**Data for this exercise**
★ ★ ★ ★

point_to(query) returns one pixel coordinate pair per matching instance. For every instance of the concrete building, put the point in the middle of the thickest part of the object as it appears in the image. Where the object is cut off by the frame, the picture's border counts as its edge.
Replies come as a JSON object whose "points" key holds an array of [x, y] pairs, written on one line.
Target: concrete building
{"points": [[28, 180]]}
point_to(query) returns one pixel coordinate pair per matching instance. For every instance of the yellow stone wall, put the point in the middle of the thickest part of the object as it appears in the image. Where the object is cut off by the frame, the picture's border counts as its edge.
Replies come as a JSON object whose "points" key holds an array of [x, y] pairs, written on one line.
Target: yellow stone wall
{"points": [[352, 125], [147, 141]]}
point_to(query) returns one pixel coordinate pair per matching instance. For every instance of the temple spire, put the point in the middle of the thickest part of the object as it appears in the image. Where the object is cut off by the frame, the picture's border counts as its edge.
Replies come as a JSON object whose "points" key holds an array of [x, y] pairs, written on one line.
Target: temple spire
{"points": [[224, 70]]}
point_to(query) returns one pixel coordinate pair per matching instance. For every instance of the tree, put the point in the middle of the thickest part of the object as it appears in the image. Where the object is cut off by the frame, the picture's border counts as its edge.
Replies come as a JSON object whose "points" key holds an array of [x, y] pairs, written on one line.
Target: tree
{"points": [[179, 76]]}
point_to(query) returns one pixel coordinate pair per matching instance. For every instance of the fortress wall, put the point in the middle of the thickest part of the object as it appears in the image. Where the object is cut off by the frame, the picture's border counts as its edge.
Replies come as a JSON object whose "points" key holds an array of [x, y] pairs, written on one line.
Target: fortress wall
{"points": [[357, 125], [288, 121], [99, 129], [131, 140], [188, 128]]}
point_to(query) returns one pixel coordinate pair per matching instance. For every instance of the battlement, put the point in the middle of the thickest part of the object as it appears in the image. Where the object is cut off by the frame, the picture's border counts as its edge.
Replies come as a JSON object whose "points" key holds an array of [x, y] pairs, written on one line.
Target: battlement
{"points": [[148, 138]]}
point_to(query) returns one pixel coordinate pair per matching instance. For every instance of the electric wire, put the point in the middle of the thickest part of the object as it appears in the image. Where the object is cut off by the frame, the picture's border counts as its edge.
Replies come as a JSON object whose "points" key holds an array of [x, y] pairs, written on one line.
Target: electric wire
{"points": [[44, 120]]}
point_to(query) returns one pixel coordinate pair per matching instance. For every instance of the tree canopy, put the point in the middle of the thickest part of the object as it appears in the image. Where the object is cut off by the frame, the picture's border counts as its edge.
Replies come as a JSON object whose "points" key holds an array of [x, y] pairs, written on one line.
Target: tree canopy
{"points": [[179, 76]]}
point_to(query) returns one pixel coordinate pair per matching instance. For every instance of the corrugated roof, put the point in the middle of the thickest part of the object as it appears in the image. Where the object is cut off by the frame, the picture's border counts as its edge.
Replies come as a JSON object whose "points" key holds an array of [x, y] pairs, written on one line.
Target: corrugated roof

★ ★ ★ ★

**Problem description**
The full set of records must be output again exactly.

**Reply**
point_to(query) returns one pixel coordinate pair per matching instance. For every instance of the concrete building, put the point in the middle of the thickest part of the object as it appears in the image. Where the object is cut off by the frame, the picture's border counts as its edge.
Replies come as a JSON object whose "points" key holds an array of [x, y] pairs, written on one line.
Target: concrete building
{"points": [[28, 180]]}
point_to(query) returns one pixel coordinate pair per matching instance. For every instance of the yellow stone wall, put the point in the middle of the thickest part of the object as it appears in the image. Where the object is cut off by the frame, the picture's border counts as its edge.
Replies come as a JSON object whose "points" key holds an array of [x, y] pairs, written on one line.
Target: yellow stone wall
{"points": [[352, 125], [147, 141]]}
point_to(query) returns one pixel coordinate pair per matching instance. For every instance of the temple spire, put the point in the middle of the thickest part of the object as it appears in the image. Where the object is cut off by the frame, the picture's border counts as its edge.
Replies come as a JSON object whose "points" key holds an array of [x, y] pairs, written on one line.
Target: temple spire
{"points": [[224, 70]]}
point_to(query) returns one pixel coordinate pair per matching instance. For every instance of the tree, put the point in the middle of the thickest part of the object as it appears in the image. Where the object is cut off by the frame, the picture's border counts as its edge.
Replies come as a JSON object whose "points" key holds an array of [x, y] pairs, written on one line.
Target: tree
{"points": [[179, 76]]}
point_to(query) returns one pixel coordinate pair per matching instance. For every instance of the fortress wall, put the point in the middle of the thickest part of the object as it appears in the image. Where the object is cut off by the frame, the picture's border counts as its edge.
Replies come as a JSON object whose "points" key holds an array of [x, y] pairs, written on one line.
Target: fortress wall
{"points": [[357, 125], [288, 121], [99, 129], [131, 140], [188, 128]]}
point_to(query) returns one pixel coordinate pair per matching instance. For every instance of the battlement, put the point in the middle of the thickest part of the object as it appears in the image. Where the object is cut off by the frame, the picture's border counts as its edge.
Replies come as a JSON object whose "points" key holds an array of [x, y] pairs, written on one line.
Target: battlement
{"points": [[148, 138]]}
point_to(query) returns one pixel coordinate pair per matching instance. For every instance of the electric wire, put the point in the middle of the thickest part of the object as it appears in the image. Where the object is cut off by the frame, the picture's border counts as its edge.
Replies come as a JSON object whose "points" key holds an array of [x, y] pairs, written on one line.
Target: electric wire
{"points": [[44, 120]]}
point_to(query) returns one pixel coordinate pair per matching instance. For every instance of the tree canopy, put the point in the middle of the thickest part of the object as it appears in the image. Where the object is cut off by the frame, the picture's border counts as its edge.
Replies come as a JSON object whose "points" key holds an array of [x, y] pairs, written on one line.
Target: tree canopy
{"points": [[179, 76]]}
point_to(query) returns one pixel coordinate pair per matching instance. For every instance of the corrugated roof, put the point in the middle of the thickest part of the object as it appears in the image. Where the object is cut off by the frame, the picture's border counts as its edge.
Replies come as a JSON object whose "points" key holds an array of [x, y] pairs, written on one line.
Target: corrugated roof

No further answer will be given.